◆ Task brief
Copy the entries below verbatim, omitting any pictures they contain.

── Source records

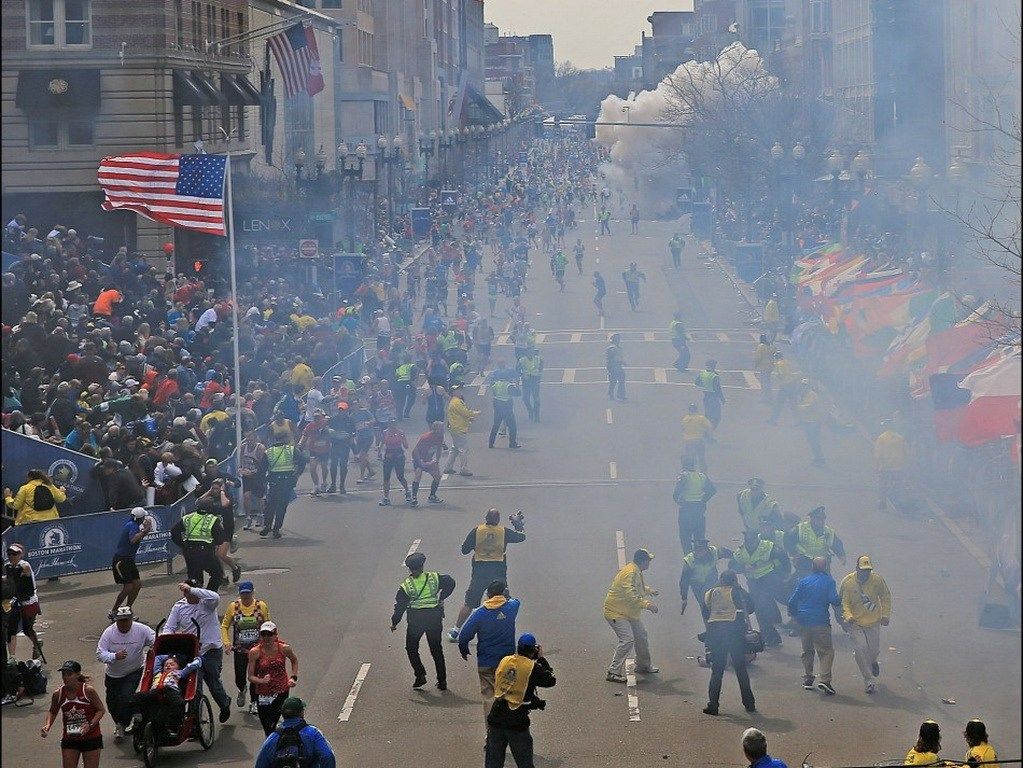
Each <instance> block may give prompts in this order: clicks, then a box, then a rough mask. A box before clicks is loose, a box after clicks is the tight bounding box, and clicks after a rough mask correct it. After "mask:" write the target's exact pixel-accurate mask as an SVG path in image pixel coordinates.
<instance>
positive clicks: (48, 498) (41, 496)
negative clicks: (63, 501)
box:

────

◆ Exercise response
Each <instance> block may give prompts in this order: clicks, then a box, then a rough mask. A box before clicks is loose, a box after clicks is the tight bounding box, and clicks after a rough mask correct it. After "mask:" write the target's exact pixel-accurate mask as an SVG path in image pixel coordinates.
<instance>
positive clicks: (48, 498) (41, 496)
negative clicks: (63, 501)
box:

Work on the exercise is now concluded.